» Short exercise:
Change "heron's" to "egret's" in the entries from the start up to and including the line with "104], [73, 104]]", leaving everything else unchanged. Leave the pictures out of your answer.

[Labeled area outline entries]
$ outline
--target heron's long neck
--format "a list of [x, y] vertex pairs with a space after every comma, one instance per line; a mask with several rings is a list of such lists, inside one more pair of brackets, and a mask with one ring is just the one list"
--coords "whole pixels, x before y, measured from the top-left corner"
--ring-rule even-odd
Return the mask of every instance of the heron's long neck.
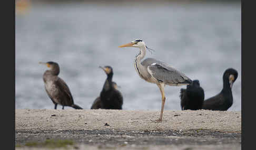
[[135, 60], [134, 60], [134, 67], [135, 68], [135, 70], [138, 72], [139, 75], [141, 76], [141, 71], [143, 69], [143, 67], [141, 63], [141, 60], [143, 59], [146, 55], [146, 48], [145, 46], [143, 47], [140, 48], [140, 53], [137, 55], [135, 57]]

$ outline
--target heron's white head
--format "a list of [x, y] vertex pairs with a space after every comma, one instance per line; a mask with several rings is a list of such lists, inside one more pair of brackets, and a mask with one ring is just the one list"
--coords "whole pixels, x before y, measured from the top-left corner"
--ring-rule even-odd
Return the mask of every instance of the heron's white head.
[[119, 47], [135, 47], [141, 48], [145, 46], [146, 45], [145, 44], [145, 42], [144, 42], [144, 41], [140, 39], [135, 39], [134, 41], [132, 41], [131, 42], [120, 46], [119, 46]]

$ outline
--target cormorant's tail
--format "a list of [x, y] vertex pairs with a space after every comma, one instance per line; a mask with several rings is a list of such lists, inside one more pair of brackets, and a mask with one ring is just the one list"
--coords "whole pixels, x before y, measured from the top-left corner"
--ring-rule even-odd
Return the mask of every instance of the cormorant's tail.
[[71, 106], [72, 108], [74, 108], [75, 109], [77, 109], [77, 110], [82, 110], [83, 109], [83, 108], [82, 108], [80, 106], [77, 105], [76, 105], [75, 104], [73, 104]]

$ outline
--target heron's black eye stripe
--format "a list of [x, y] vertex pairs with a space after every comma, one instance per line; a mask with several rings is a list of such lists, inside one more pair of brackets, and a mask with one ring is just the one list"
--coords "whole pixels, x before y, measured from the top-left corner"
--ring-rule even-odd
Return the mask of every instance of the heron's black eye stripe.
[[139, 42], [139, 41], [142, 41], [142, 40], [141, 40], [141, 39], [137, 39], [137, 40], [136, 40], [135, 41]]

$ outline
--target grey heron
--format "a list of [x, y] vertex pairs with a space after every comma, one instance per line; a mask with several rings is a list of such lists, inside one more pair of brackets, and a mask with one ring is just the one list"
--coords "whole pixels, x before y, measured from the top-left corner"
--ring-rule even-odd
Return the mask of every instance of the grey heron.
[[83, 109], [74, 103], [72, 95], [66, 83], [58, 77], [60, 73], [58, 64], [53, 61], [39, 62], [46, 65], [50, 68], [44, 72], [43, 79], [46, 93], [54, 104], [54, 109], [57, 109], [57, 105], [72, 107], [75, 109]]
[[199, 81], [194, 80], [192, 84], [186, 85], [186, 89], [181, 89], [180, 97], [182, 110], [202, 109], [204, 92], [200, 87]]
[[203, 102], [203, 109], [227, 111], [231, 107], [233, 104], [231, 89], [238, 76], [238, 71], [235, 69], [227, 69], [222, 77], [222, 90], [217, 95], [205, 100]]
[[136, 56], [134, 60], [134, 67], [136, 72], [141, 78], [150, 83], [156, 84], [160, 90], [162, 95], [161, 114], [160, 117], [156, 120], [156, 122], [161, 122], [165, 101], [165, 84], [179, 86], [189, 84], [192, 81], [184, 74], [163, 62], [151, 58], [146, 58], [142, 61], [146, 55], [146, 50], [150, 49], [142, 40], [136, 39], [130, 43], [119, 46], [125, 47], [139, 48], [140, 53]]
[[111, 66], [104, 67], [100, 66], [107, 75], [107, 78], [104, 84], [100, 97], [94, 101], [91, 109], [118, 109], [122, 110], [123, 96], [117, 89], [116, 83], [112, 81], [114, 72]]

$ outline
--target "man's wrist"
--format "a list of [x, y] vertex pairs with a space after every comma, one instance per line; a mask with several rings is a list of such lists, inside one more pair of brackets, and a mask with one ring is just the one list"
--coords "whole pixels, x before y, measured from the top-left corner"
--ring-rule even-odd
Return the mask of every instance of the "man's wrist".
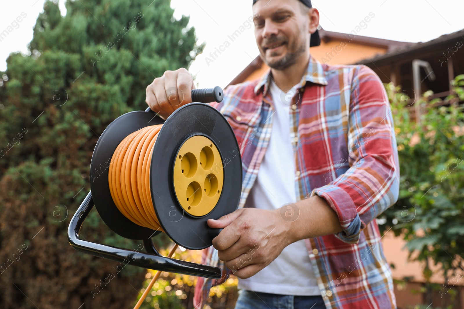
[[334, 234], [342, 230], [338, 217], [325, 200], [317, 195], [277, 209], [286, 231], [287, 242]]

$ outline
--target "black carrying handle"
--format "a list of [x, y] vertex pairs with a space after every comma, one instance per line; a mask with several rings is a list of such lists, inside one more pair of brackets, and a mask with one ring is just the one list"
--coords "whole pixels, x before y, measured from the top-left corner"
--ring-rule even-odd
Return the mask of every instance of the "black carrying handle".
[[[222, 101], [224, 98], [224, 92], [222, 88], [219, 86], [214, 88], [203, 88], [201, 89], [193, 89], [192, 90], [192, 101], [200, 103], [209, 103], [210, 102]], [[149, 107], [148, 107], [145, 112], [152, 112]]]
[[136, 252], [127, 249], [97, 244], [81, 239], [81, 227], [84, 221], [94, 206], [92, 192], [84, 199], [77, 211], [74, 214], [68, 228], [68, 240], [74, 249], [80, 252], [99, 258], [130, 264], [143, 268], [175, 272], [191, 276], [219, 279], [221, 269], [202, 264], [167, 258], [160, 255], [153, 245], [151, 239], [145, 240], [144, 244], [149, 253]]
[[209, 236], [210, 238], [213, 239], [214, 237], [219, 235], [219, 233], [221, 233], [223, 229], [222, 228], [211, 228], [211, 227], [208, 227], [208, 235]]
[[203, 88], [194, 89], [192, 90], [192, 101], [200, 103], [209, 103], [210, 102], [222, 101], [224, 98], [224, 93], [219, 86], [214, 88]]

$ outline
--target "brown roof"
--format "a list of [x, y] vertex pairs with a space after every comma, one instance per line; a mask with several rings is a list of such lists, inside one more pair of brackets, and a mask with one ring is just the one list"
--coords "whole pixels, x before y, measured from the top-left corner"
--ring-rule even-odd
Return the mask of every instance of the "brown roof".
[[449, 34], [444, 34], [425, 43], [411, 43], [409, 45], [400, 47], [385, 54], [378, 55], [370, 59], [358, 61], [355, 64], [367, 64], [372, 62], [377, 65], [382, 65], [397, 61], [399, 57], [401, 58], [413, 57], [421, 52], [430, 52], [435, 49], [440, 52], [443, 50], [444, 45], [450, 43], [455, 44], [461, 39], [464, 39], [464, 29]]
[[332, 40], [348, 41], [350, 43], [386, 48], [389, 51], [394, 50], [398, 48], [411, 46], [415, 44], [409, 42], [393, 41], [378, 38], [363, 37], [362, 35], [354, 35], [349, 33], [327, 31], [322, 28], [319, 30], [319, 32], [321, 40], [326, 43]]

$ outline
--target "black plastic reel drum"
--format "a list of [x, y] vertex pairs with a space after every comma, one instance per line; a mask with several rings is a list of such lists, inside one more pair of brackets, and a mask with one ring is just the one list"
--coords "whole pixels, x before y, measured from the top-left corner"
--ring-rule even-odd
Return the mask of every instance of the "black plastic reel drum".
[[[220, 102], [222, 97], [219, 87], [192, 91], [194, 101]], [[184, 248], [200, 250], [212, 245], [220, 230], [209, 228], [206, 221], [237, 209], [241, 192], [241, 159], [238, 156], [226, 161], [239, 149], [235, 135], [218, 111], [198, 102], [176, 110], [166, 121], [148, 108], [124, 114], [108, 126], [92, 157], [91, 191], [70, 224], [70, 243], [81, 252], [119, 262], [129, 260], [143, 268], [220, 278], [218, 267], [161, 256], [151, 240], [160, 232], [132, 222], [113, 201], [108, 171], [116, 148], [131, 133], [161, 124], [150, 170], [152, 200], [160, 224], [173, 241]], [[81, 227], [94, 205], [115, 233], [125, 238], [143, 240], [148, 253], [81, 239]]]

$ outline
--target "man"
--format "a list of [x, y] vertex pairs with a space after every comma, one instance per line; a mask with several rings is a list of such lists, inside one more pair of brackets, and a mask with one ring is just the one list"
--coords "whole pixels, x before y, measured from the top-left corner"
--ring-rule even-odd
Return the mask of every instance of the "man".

» In response:
$ outline
--target egret's long neck
--format "a list of [x, y] vertex pairs with a space after every comma, one instance per line; a mask with several rings is a list of such lists, inside one more pair of brackets, and a mask with one ring is just the one list"
--coords "whole pixels, x before y, measured from the top-left corner"
--ring-rule even-odd
Return the mask of every instance of the egret's long neck.
[[135, 60], [134, 60], [134, 67], [135, 68], [135, 70], [138, 72], [139, 75], [141, 76], [141, 71], [143, 69], [143, 67], [141, 63], [141, 60], [143, 59], [146, 55], [146, 48], [145, 46], [143, 47], [140, 48], [140, 53], [137, 55], [135, 57]]

$ outline
--target egret's white head
--format "a list of [x, y] vertex pairs with a space after every comma, one instance per line; a mask with several rings is a list of such lists, inside one more pair of brackets, and a mask with one ring is just the one list"
--coords "whole pixels, x before y, measured from the top-left corner"
--ring-rule even-odd
Return the mask of every instance of the egret's white head.
[[119, 47], [135, 47], [141, 48], [145, 46], [146, 45], [145, 44], [145, 42], [144, 42], [144, 41], [140, 39], [135, 39], [134, 41], [132, 41], [131, 42], [120, 46], [119, 46]]

$ outline
--target cormorant's tail
--format "a list of [x, y] vertex pairs with a space after every comma, one instance per line; a mask with several rings is a list of such lists, inside one more pair of brackets, and a mask with one ring is just the one list"
--coords "whole pixels, x before y, measured from the top-left corner"
--ring-rule even-odd
Return the mask of every instance of the cormorant's tail.
[[71, 106], [72, 108], [74, 108], [75, 109], [77, 109], [77, 110], [82, 110], [83, 109], [83, 108], [82, 108], [80, 106], [77, 105], [76, 105], [75, 104], [73, 104]]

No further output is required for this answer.